Our Gospel story from Luke is a political satire. To get the joke you have to imagine that this was not a story that was trying to be realistic or factual or even fair. This is a tall tale that gets at the truth of how impossibly oppressive the Roman occupation of Palestine was. To get the joke, you have to know that Gerasa was a city sacked by the Jews in the revolt against Rome between 66 and 70 CE, and then it was brutally recaptured by Rome shortly after that. (The Gospel of Luke was probably written about fifteen years later.) You have to know that a legion is a unit of the Roman army comprising 6,000 soldiers. You have to know that pigs are unsafe because they carry disease. Eating them is dangerous and against the law. Jesus is negotiating solo with the spirits of a whole legion about to be stopped from tormenting a poor man to the point of insanity, and Jesus agrees to the demons’ request to be put into a herd of swine and off the cliff they go. This is a story is meant to produce belly laughter. It’s highly subversive and thoroughly entertaining to Luke’s audience, offering respite from taking themselves and their problems and even their oppressors so seriously. Belly laughter is good medicine and good exercise especially for a community bound together by fear and grief and despair. [4] Once the Gerasene man has been freed from the legion of demons, Jesus’ instruction is, “Go back home and declare how much God has done for you.” In other words, “Go back home and get to work.” It’s the same message that the Divine had for Elijah. It’s the same message the Divine had for Paul while he was on his own road to Damascus, having been freed from the demon that was causing him to persecute people.

Stored items from a collection:
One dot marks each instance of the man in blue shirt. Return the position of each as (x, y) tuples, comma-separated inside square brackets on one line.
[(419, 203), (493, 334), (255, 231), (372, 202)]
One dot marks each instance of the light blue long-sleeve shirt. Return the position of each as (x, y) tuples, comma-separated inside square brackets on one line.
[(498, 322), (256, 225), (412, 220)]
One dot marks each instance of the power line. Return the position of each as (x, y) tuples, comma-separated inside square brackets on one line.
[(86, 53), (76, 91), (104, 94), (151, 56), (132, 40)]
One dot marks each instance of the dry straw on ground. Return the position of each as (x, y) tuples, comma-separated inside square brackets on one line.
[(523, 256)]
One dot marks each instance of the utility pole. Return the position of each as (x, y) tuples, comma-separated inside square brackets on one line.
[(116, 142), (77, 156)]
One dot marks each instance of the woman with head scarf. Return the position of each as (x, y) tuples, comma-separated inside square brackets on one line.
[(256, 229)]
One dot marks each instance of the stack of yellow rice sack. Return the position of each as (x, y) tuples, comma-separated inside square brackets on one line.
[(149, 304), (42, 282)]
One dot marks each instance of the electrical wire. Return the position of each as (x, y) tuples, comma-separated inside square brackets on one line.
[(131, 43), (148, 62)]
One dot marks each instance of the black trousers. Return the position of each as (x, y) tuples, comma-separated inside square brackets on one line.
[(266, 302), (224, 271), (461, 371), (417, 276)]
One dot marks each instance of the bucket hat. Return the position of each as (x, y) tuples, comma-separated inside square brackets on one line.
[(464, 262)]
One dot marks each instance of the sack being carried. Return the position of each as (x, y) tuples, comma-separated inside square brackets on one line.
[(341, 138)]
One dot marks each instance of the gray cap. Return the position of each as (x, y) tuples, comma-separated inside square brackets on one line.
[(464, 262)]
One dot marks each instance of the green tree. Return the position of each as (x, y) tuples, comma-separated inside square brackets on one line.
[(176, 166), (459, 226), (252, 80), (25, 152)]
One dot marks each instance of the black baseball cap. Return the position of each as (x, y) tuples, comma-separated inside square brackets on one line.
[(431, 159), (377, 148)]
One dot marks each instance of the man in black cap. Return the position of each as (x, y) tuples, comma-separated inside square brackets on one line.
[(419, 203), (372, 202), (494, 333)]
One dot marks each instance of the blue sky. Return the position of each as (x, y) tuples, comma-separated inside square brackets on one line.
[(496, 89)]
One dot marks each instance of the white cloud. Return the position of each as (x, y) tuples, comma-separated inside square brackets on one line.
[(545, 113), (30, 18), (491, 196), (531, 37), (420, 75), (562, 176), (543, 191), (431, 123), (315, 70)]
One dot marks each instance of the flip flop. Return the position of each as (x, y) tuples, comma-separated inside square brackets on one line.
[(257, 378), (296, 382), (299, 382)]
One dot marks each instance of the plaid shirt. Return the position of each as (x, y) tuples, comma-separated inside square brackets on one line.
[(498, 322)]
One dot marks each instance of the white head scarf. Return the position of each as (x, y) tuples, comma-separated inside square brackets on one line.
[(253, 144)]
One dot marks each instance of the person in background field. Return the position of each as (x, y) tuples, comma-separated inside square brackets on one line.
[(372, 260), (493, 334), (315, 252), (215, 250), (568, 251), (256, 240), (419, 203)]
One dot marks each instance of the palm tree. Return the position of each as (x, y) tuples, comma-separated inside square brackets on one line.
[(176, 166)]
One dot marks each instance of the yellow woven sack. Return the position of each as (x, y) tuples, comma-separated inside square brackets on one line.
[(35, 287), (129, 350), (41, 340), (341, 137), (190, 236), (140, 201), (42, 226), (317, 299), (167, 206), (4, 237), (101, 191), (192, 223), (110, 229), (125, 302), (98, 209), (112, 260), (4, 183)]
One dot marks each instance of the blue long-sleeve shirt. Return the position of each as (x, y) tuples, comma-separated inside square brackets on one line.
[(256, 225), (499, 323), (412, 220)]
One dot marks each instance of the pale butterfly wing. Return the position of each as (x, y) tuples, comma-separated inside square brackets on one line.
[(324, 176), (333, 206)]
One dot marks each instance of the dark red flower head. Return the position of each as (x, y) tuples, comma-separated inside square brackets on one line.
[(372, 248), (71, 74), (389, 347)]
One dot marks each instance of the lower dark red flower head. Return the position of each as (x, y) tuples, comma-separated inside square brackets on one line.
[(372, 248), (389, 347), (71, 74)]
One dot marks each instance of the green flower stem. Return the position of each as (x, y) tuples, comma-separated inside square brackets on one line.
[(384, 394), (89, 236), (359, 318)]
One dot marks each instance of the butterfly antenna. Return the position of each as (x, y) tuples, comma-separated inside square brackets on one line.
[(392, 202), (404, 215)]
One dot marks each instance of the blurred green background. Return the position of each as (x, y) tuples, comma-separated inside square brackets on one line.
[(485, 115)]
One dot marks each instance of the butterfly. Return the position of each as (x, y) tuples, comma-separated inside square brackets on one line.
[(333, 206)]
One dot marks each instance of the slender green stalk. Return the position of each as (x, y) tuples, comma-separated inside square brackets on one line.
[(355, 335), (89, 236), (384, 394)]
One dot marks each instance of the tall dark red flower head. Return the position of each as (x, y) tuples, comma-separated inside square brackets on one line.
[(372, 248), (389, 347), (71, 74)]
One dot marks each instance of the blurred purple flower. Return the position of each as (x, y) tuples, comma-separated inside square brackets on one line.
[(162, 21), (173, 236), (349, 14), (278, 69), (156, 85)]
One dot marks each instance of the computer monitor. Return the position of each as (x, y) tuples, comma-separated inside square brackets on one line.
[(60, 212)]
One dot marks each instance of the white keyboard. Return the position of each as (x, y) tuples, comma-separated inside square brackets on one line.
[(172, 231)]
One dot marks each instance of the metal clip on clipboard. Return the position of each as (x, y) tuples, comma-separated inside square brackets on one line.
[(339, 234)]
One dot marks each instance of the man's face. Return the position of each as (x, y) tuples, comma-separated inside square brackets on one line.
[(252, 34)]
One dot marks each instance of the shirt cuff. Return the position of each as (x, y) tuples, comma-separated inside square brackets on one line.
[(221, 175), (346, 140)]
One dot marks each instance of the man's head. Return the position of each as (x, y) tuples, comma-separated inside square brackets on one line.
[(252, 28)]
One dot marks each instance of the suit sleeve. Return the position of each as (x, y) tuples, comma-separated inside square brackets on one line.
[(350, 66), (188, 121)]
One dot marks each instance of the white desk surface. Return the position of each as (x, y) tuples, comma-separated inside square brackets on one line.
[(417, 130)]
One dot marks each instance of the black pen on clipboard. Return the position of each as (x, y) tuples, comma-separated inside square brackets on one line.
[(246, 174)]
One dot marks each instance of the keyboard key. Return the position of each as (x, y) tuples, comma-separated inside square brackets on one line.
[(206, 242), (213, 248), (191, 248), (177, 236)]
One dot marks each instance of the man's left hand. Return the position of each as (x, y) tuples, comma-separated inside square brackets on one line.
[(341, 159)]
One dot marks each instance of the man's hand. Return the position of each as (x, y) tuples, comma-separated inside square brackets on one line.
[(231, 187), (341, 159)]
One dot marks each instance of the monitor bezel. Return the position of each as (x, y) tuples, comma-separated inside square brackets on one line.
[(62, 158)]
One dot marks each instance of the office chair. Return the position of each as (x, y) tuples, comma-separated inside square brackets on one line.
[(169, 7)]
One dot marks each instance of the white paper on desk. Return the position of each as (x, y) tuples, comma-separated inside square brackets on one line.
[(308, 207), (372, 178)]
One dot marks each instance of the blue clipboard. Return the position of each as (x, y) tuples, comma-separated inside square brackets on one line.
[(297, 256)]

Things to do:
1: Can you condense the paragraph of the Luke passage that begins "Our Gospel story from Luke" into a short bulleted list that keeps its main facts?
2: How would the Luke passage go on from its final sentence? Write the next part.

Answers for the exercise:
1:
- Luke's story is a political satire, a tall tale rather than a realistic account, showing how oppressive the Roman occupation of Palestine was.
- Understanding the joke requires knowing that Jews sacked Gerasa during the revolt against Rome (66–70 CE), and Rome soon brutally recaptured it. Luke was probably written about fifteen years later.
- A legion was a Roman army unit of 6,000 soldiers.
- Pigs were unsafe because they carried disease, and eating them was dangerous and against the law.
- Jesus negotiates alone with a whole legion of spirits tormenting a man, then lets them enter a herd of swine, which runs off a cliff.
- The story was meant to produce belly laughter. It was subversive and entertaining, and it gave a community bound by fear, grief and despair relief from taking themselves, their problems and their oppressors so seriously.
- After freeing the man, Jesus tells him to go home and declare what God has done, in effect to go home and get to work.
- Elijah and Paul received the same message. Paul got it on the road to Damascus after being freed from the demon that drove him to persecute people.

2:
This story in Luke is about the lengths to which Jesus will go to do the impossible – to rid a community of demons and restore health – to foreign territory, to the tombs, to a person who has come completely untethered. It seems to me that some of the demons in our society have names like misogyny, racism, Islamaphobia, homophobia, addiction – to alcohol, to drugs, to guns. There are others, but these are the ones in the news this week, and we can get bound by fear and despair at what seems impossible to change. What will be said about us a thousand or two thousand years from now?
One reason some of us are here today is that we believe that nothing is impossible. And maybe others of us are here because we desperately want to believe that nothing is impossible. And we need to be around other people who can make the impossible come true. Mother Teresa famously said, “If we have no peace, it is because we have forgotten that we belong to each other.” One of the things that touched me very deeply this past week was the number of bouquets that were left on the steps of Emmanuel Church under our rainbow flag. Those bouquets were beautiful gestures from people passing by who know that we belong to one another.
In the Mishnah, Pirke Avot (Ethics of the Parents), Rabbi Tarfon taught: “It is not your responsibility to finish the work of perfecting the world, but you are not free to desist from it either” (2:16). When you leave here today, return on your way, get back to work on the road that anticipates deliverance and redemption for all. Say to the children and each other that God is Love. God is very near. God is younger than you expected. And we belong to each other.